- _What you will do_
All lines from the one containing "positive clicks: (535, 124)" down to the one containing "positive clicks: (934, 310)", both ends included, are to be given again exactly; omit the rest of the listing below.

--- START ---

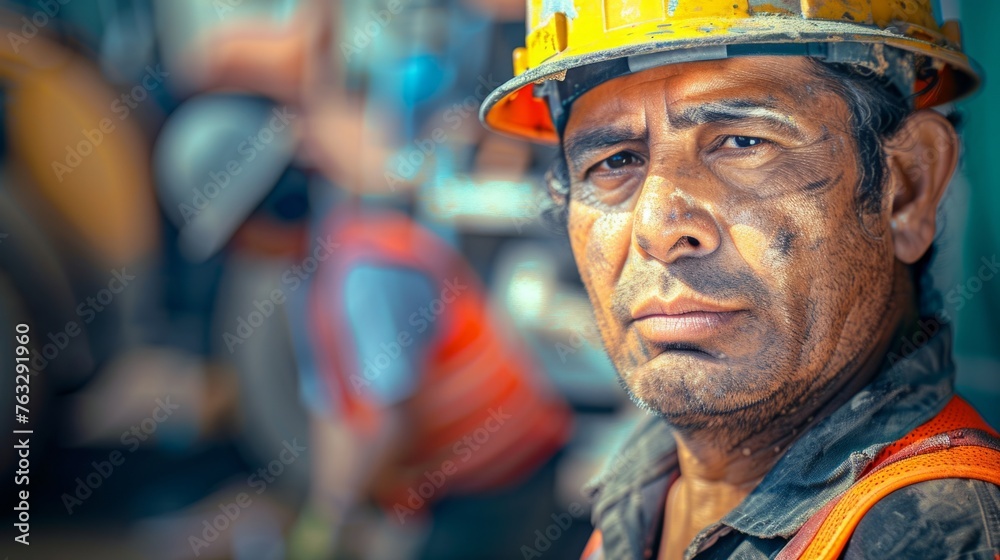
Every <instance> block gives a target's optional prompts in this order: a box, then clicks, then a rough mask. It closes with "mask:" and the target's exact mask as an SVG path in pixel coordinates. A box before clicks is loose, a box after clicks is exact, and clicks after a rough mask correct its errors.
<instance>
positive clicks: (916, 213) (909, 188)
mask: <svg viewBox="0 0 1000 560" xmlns="http://www.w3.org/2000/svg"><path fill="white" fill-rule="evenodd" d="M885 154H886V161H887V164H888V165H887V172H888V173H889V177H888V181H889V183H888V184H889V192H888V193H887V194H888V195H889V196H888V198H889V200H890V201H891V204H892V208H891V215H890V220H891V221H890V228H891V230H892V241H893V246H894V248H895V251H896V258H897V259H899V260H900V261H902V262H904V263H906V264H913V263H915V262H917V261H918V260H920V257H922V256H923V255H924V253H926V252H927V250H928V249H929V248H930V246H931V244H932V243H933V242H934V234H935V233H936V231H937V230H936V228H937V221H936V218H937V207H938V203H939V202H941V197H942V196H944V191H945V189H946V188H947V187H948V183H949V182H950V181H951V176H952V174H953V173H954V172H955V167H956V165H957V164H958V155H959V141H958V134H957V133H956V132H955V127H953V126H952V124H951V122H949V121H948V119H946V118H945V117H944V116H943V115H941V114H940V113H937V112H935V111H930V110H924V111H918V112H916V113H913V114H912V115H910V116H909V117H907V119H906V120H905V121H904V122H903V125H902V127H901V128H900V130H899V132H897V133H896V135H895V136H893V137H892V138H891V139H890V140H889V141H887V142H886V143H885Z"/></svg>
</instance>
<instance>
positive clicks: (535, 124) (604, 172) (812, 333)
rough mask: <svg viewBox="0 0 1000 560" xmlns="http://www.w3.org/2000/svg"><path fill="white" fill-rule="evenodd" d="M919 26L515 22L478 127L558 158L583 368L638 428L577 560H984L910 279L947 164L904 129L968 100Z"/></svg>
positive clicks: (934, 310)
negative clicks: (623, 389)
mask: <svg viewBox="0 0 1000 560" xmlns="http://www.w3.org/2000/svg"><path fill="white" fill-rule="evenodd" d="M931 4H932V3H931V2H930V1H927V0H924V1H915V2H914V1H909V2H896V1H889V0H864V1H854V0H813V1H806V0H803V1H802V2H798V1H794V2H788V1H777V2H758V1H753V0H750V1H747V0H742V1H729V0H719V1H703V0H699V1H693V0H679V1H678V0H674V1H671V2H669V3H668V2H662V1H659V0H656V1H648V2H623V1H610V2H594V1H584V2H581V1H576V2H549V1H531V2H528V18H527V19H528V25H527V28H528V36H527V38H526V44H527V47H525V48H521V49H518V50H517V51H516V52H515V53H514V64H515V72H516V73H517V74H518V76H517V77H516V78H514V79H513V80H511V81H509V82H508V83H506V84H504V85H503V86H501V87H500V88H499V89H498V90H497V91H495V92H494V93H493V94H492V95H491V96H490V97H489V98H488V99H487V100H486V102H485V103H484V105H483V109H482V113H481V114H482V117H483V120H484V122H485V123H486V124H487V125H488V126H490V127H492V128H493V129H494V130H497V131H501V132H505V133H507V134H510V135H513V136H516V137H520V138H523V139H528V140H532V141H541V142H547V143H556V144H558V145H559V146H560V147H561V149H562V153H561V154H560V157H559V158H558V160H557V161H556V163H555V165H554V167H553V171H552V174H551V176H550V182H549V187H550V190H551V193H552V196H553V198H554V200H555V201H556V203H557V205H559V206H560V208H561V209H562V210H564V211H565V213H566V215H567V220H568V229H569V237H570V243H571V245H572V250H573V254H574V256H575V258H576V262H577V265H578V267H579V269H580V273H581V276H582V278H583V282H584V284H585V286H586V288H587V291H588V294H589V296H590V299H591V302H592V304H593V306H594V309H595V312H596V313H597V318H598V324H599V325H600V330H601V335H602V338H603V339H604V343H605V347H606V348H607V350H608V353H609V355H610V357H611V359H612V361H613V362H614V363H615V366H616V368H617V370H618V373H619V375H620V377H621V380H622V384H623V385H624V386H625V388H626V390H627V391H628V392H629V394H630V395H631V396H632V398H633V399H634V400H635V402H636V403H637V404H638V405H639V406H641V407H643V408H645V409H647V410H649V411H651V412H653V413H654V414H655V415H654V416H650V417H649V418H648V420H647V421H645V422H643V424H642V425H640V426H639V428H638V429H637V430H636V431H635V433H634V434H633V436H632V437H631V438H629V440H628V441H627V442H626V443H625V450H626V451H632V452H635V453H637V454H638V457H637V458H636V460H635V461H632V462H631V463H630V464H629V465H628V466H627V467H626V468H625V469H622V470H621V471H619V472H614V473H609V476H607V477H604V478H603V479H602V480H601V483H600V484H597V485H595V487H594V488H593V494H594V497H595V502H596V503H595V506H594V515H593V520H594V523H595V525H596V531H595V533H594V536H593V539H592V540H591V544H590V545H589V546H588V548H587V550H586V552H585V557H586V558H588V559H597V558H607V559H608V560H623V559H633V558H634V559H640V558H653V557H656V558H660V559H664V560H665V559H680V558H689V559H690V558H762V559H763V558H775V557H778V558H800V557H802V558H840V557H844V558H885V557H892V558H925V559H928V558H938V559H944V558H956V557H959V556H961V557H963V558H994V557H996V555H997V554H998V553H1000V549H998V548H997V546H998V545H997V543H1000V517H998V516H997V515H996V513H997V511H998V508H1000V487H998V485H1000V439H998V434H997V432H996V431H994V430H993V429H992V428H991V427H990V426H989V425H987V424H986V423H985V422H984V421H983V420H982V419H981V418H980V417H979V415H978V414H977V412H976V411H975V410H974V409H973V408H972V407H971V406H970V405H968V404H967V403H966V402H965V401H963V400H962V399H961V398H959V397H957V396H955V394H954V390H953V380H954V374H955V371H954V366H953V365H952V362H951V346H952V341H951V329H950V327H949V326H948V325H947V323H946V322H944V321H943V320H942V316H941V311H942V307H941V298H940V297H939V296H936V293H935V291H934V288H933V285H932V284H931V282H930V279H929V278H928V277H927V276H926V275H927V266H928V263H929V260H930V258H931V256H932V255H933V249H934V248H933V244H934V241H935V233H936V219H937V217H938V216H937V209H938V205H939V203H940V201H941V198H942V196H943V195H944V193H945V189H946V187H947V186H948V183H949V180H950V179H951V176H952V173H953V172H954V170H955V167H956V164H957V162H958V157H959V140H958V136H957V134H956V131H955V127H954V124H953V122H952V121H951V120H949V118H947V117H946V116H945V115H943V114H942V113H941V112H935V111H933V110H930V108H931V107H935V106H939V105H942V104H947V103H949V102H951V101H953V100H955V99H957V98H960V97H962V96H964V95H966V94H969V93H970V92H972V91H973V90H975V89H976V88H977V87H978V85H979V82H980V77H979V76H978V75H977V72H976V70H974V66H973V65H972V64H971V62H970V61H969V59H968V58H967V57H966V56H965V54H963V52H962V50H961V37H960V34H959V30H958V23H957V21H955V18H956V16H957V14H956V13H955V10H954V7H955V4H954V3H947V2H946V3H944V4H946V5H945V6H943V9H941V10H939V11H938V12H937V14H938V15H939V16H940V17H941V21H944V22H945V23H944V24H943V25H939V23H938V21H937V20H936V18H935V12H934V11H933V10H932V6H931ZM973 17H975V14H973ZM983 260H984V261H987V260H988V259H983ZM994 263H995V258H994V262H992V263H990V262H988V263H986V264H984V266H985V267H987V268H989V269H990V270H994V269H996V265H995V264H994ZM994 379H995V377H994Z"/></svg>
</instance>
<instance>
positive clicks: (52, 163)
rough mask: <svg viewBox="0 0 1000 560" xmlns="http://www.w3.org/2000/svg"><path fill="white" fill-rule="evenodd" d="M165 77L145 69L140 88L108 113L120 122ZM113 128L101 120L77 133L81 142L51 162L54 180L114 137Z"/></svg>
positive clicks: (139, 84) (114, 122) (154, 72)
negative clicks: (96, 122) (61, 160)
mask: <svg viewBox="0 0 1000 560" xmlns="http://www.w3.org/2000/svg"><path fill="white" fill-rule="evenodd" d="M168 76H170V73H169V72H165V71H164V70H163V69H162V68H160V65H159V64H157V65H156V68H153V67H152V66H146V73H145V74H144V75H143V77H142V80H141V81H140V84H139V85H137V86H135V87H133V88H132V89H131V90H130V91H128V92H126V93H123V94H121V95H120V96H119V97H118V98H117V99H115V100H114V101H112V102H111V105H110V106H109V107H108V110H109V111H110V112H112V113H114V114H115V115H117V116H118V120H119V121H124V120H125V119H127V118H128V117H129V115H131V114H132V111H133V110H134V109H136V108H138V107H139V104H141V103H142V102H144V101H145V100H146V99H147V98H149V92H151V91H153V90H155V89H157V88H159V87H160V86H161V85H162V84H163V82H164V80H165V79H166V78H167V77H168ZM117 128H118V125H117V124H115V121H113V120H112V119H111V117H104V118H103V119H101V120H100V121H99V122H98V123H97V126H95V127H94V128H90V129H86V128H83V129H80V135H81V136H82V137H83V138H82V139H81V140H80V141H79V142H77V143H76V144H75V145H67V146H66V157H65V158H63V161H58V160H54V161H53V162H52V172H53V173H55V175H56V179H58V180H59V182H60V183H61V182H62V181H63V178H64V177H65V176H66V175H68V174H70V173H72V172H73V171H74V170H76V168H77V167H79V166H80V164H82V163H83V160H84V159H86V158H87V157H89V156H90V155H91V154H93V153H94V151H96V150H97V148H99V147H100V146H101V144H103V143H104V139H105V138H106V137H107V136H108V135H109V134H112V133H114V131H115V130H117Z"/></svg>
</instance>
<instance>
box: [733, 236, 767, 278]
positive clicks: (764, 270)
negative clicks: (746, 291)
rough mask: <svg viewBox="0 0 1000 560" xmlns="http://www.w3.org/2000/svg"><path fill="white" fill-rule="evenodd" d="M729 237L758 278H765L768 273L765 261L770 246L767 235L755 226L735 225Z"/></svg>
mask: <svg viewBox="0 0 1000 560" xmlns="http://www.w3.org/2000/svg"><path fill="white" fill-rule="evenodd" d="M729 236H730V237H731V238H732V240H733V244H734V245H735V246H736V251H737V252H739V254H740V256H741V257H742V258H743V261H744V262H746V263H747V265H749V266H750V268H751V269H753V271H754V273H755V274H756V275H757V276H763V275H764V274H765V273H766V269H765V266H764V259H765V253H766V251H767V246H768V240H767V235H765V234H764V232H762V231H760V230H759V229H757V228H756V227H754V226H751V225H747V224H734V225H732V226H730V227H729Z"/></svg>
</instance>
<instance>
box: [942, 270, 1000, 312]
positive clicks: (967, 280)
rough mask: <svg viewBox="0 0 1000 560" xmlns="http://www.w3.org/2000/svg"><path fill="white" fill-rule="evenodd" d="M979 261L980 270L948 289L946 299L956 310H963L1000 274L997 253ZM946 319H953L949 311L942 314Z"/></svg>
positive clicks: (946, 295)
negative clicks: (969, 301) (975, 273)
mask: <svg viewBox="0 0 1000 560" xmlns="http://www.w3.org/2000/svg"><path fill="white" fill-rule="evenodd" d="M979 262H981V263H982V265H981V266H980V267H979V270H977V271H976V274H975V275H974V276H971V277H969V278H968V279H966V280H965V281H964V282H960V283H958V284H956V285H955V287H954V288H952V289H950V290H948V292H947V293H946V294H945V296H944V300H945V301H946V302H947V303H949V304H950V305H951V306H952V307H953V308H954V310H955V311H961V310H962V308H964V307H965V305H966V304H967V303H968V302H969V301H971V300H972V298H974V297H976V294H978V293H979V292H980V291H981V290H982V289H983V285H985V284H986V283H987V282H989V281H990V280H993V278H994V277H995V276H997V274H1000V261H998V260H997V256H996V254H994V255H993V256H992V257H990V258H989V259H987V258H986V257H981V258H980V259H979ZM941 315H942V316H943V317H944V319H945V320H946V321H950V320H951V315H950V314H949V313H948V311H944V312H942V314H941Z"/></svg>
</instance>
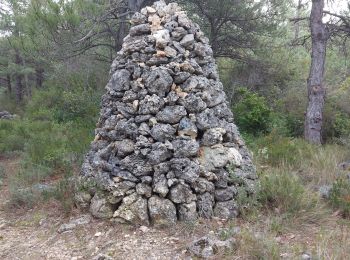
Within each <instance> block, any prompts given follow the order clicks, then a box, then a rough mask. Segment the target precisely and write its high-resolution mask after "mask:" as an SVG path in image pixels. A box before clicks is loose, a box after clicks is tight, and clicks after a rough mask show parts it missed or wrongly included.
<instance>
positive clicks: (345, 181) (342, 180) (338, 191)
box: [329, 178, 350, 218]
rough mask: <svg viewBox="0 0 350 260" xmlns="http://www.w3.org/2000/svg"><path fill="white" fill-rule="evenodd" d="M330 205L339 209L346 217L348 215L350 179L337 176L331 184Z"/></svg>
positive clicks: (348, 213) (349, 212)
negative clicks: (341, 177) (345, 178)
mask: <svg viewBox="0 0 350 260" xmlns="http://www.w3.org/2000/svg"><path fill="white" fill-rule="evenodd" d="M329 201H330V203H331V205H332V206H333V207H334V208H336V209H339V210H340V211H341V213H342V215H343V216H344V217H346V218H349V217H350V181H349V180H347V179H345V178H339V179H338V180H337V181H335V183H334V184H333V187H332V190H331V194H330V197H329Z"/></svg>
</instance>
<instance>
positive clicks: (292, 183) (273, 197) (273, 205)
mask: <svg viewBox="0 0 350 260" xmlns="http://www.w3.org/2000/svg"><path fill="white" fill-rule="evenodd" d="M304 194H305V190H304V187H303V185H302V184H301V183H300V181H299V179H298V178H297V177H296V176H294V175H293V174H291V173H287V172H272V173H270V174H269V175H266V176H263V177H262V178H261V190H260V193H259V201H260V202H261V203H262V204H263V205H264V206H265V207H268V208H270V209H274V208H278V210H279V211H280V212H281V213H287V214H295V213H296V212H300V211H301V210H303V209H304V205H303V199H304Z"/></svg>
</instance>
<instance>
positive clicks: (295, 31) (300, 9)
mask: <svg viewBox="0 0 350 260" xmlns="http://www.w3.org/2000/svg"><path fill="white" fill-rule="evenodd" d="M302 7H303V6H302V0H299V1H298V6H297V13H296V18H297V19H299V18H300V15H301V8H302ZM299 34H300V21H296V22H295V24H294V40H295V41H297V40H298V38H299Z"/></svg>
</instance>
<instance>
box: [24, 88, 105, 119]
mask: <svg viewBox="0 0 350 260" xmlns="http://www.w3.org/2000/svg"><path fill="white" fill-rule="evenodd" d="M100 96H101V95H100V92H99V91H95V90H86V91H83V90H81V89H79V88H78V89H73V90H62V89H60V88H59V87H57V86H51V87H49V88H47V89H44V90H40V91H36V92H35V93H34V95H33V98H32V100H31V101H30V102H29V103H28V105H27V109H26V117H27V118H30V119H32V120H47V121H55V122H57V123H65V122H71V121H74V122H84V123H86V122H92V121H96V117H97V115H98V109H99V102H100Z"/></svg>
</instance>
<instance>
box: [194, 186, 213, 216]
mask: <svg viewBox="0 0 350 260" xmlns="http://www.w3.org/2000/svg"><path fill="white" fill-rule="evenodd" d="M213 207H214V196H213V195H212V194H210V193H209V192H206V193H204V194H201V195H197V208H198V215H199V216H200V217H202V218H211V217H212V216H213V214H214V211H213Z"/></svg>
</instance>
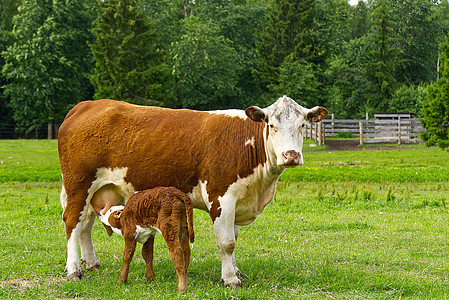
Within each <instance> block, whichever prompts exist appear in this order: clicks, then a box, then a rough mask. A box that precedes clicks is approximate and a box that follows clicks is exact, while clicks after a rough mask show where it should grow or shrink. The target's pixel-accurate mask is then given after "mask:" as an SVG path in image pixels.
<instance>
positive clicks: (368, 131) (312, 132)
mask: <svg viewBox="0 0 449 300" xmlns="http://www.w3.org/2000/svg"><path fill="white" fill-rule="evenodd" d="M424 130H425V129H424V128H423V127H422V126H421V122H420V121H419V120H418V119H401V118H400V117H399V118H398V119H397V120H377V119H376V120H367V119H360V120H342V119H325V120H323V121H322V122H320V123H314V124H311V125H310V124H309V125H308V126H307V129H306V138H309V139H313V140H315V141H316V143H317V144H318V145H323V144H324V140H325V137H333V136H337V135H338V134H339V133H340V132H348V133H350V135H352V136H353V137H359V139H360V144H361V145H363V144H370V143H371V144H374V143H390V144H410V143H421V142H422V141H421V139H420V138H419V133H420V132H421V131H424Z"/></svg>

--- END ---

- _Result_
positive clicks: (535, 124) (604, 172) (812, 333)
rough mask: <svg viewBox="0 0 1000 560" xmlns="http://www.w3.org/2000/svg"><path fill="white" fill-rule="evenodd" d="M919 26L515 22L478 127L558 158L583 368L638 428L577 560H984L910 279L947 164L904 129L968 100Z"/></svg>
positive clicks: (934, 310)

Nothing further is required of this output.